EXERCICES -
1: D'après l'extrait, pour quelle raison Juan Manuel Santos a-t-il reçu le prix Nobel de la paix 2016 ? Répondez en une à trois phrases.
2: Selon l'extrait, combien de combattants l'ELN compte-t-elle encore d'après le gouvernement ?
3: Veuillez mettre à jour l'extrait entre « La veille, le » et « pacifier la Colombie. », inclus, en remplaçant « chef de l’Etat » par « président colombien ».

Sangolqui (Equateur) (AFP) – La Colombie et la guérilla de l’ELN ont entamé mercredi, à huis clos en Equateur, la première session de pourparlers visant à « la paix complète » pour clore plus d’un demi-siècle de conflit armé, après l’accord avec les Farc.
« Nous espérons que l’ELN (…) aura la lucidité de ne pas laisser passer le train de la paix », a déclaré le chef négociateur du gouvernement, Juan Camilo Restrepo, sur Twitter, mercredi avant la réunion.
La veille, le président Juan Manuel Santos avait exprimé son « optimisme » suite au lancement officiel de ce processus de paix avec l’Armée de libération nationale (ELN, guévariste), inspirée de la révolution cubaine et comptant encore quelque 1.500 combattants selon le gouvernement.
« Les nouvelles générations et les victimes méritent que (…) nous parvenions à la paix complète », avait tweeté le chef de l’Etat, prix Nobel de la paix 2016 pour sa détermination à pacifier la Colombie.

DONNÉES -
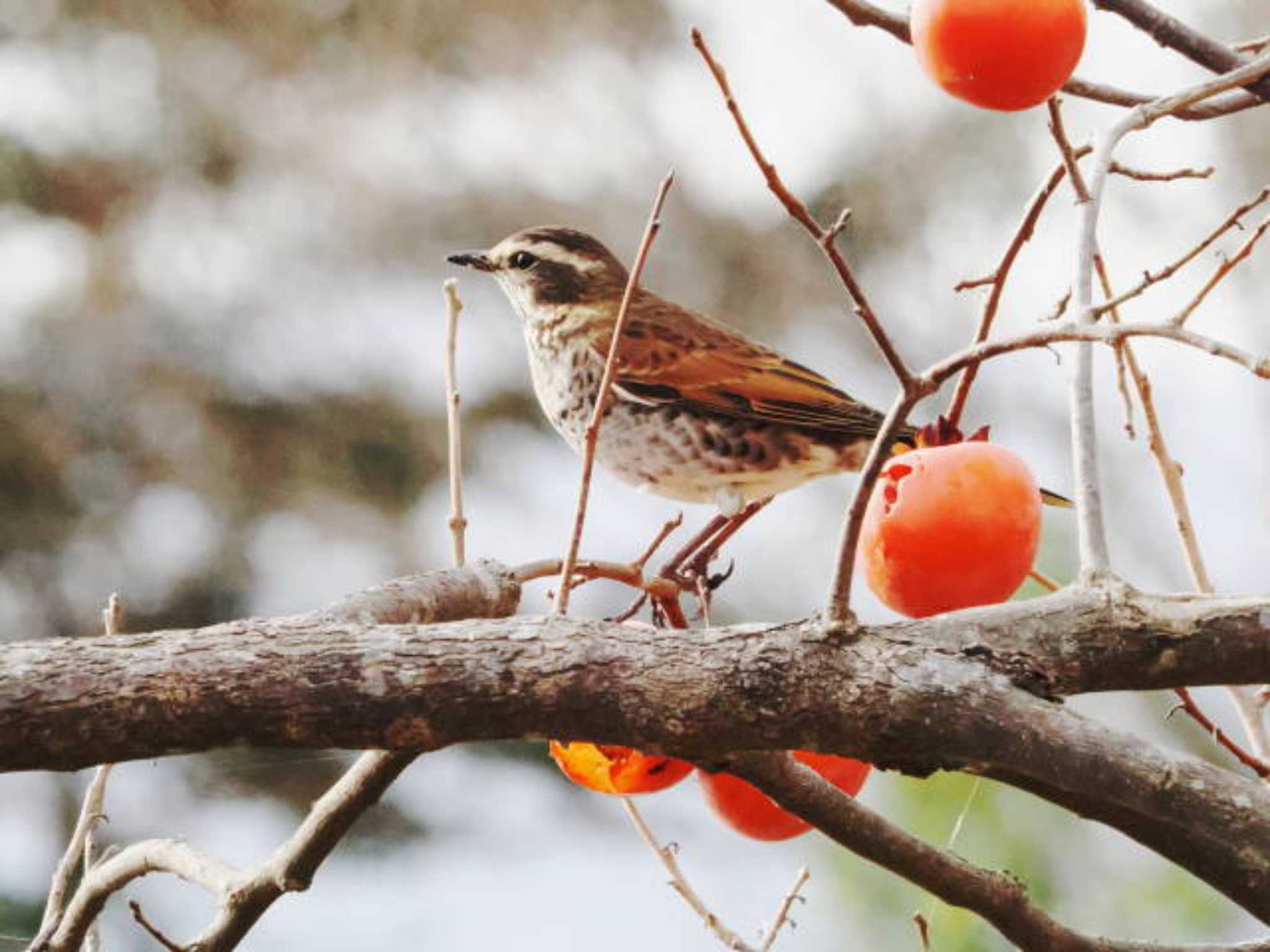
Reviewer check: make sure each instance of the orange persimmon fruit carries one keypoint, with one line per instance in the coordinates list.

RÉPONSES -
1: Juan Manuel Santos a reçu le prix Nobel de la paix 2016 pour sa détermination à pacifier la Colombie.

2: Elle compte encore quelque 1.500 combattants.

3:
La veille, le président Juan Manuel Santos avait exprimé son « optimisme » suite au lancement officiel de ce processus de paix avec l’Armée de libération nationale (ELN, guévariste), inspirée de la révolution cubaine et comptant encore quelque 1.500 combattants selon le gouvernement.
« Les nouvelles générations et les victimes méritent que (…) nous parvenions à la paix complète », avait tweeté le président colombien, prix Nobel de la paix 2016 pour sa détermination à pacifier la Colombie.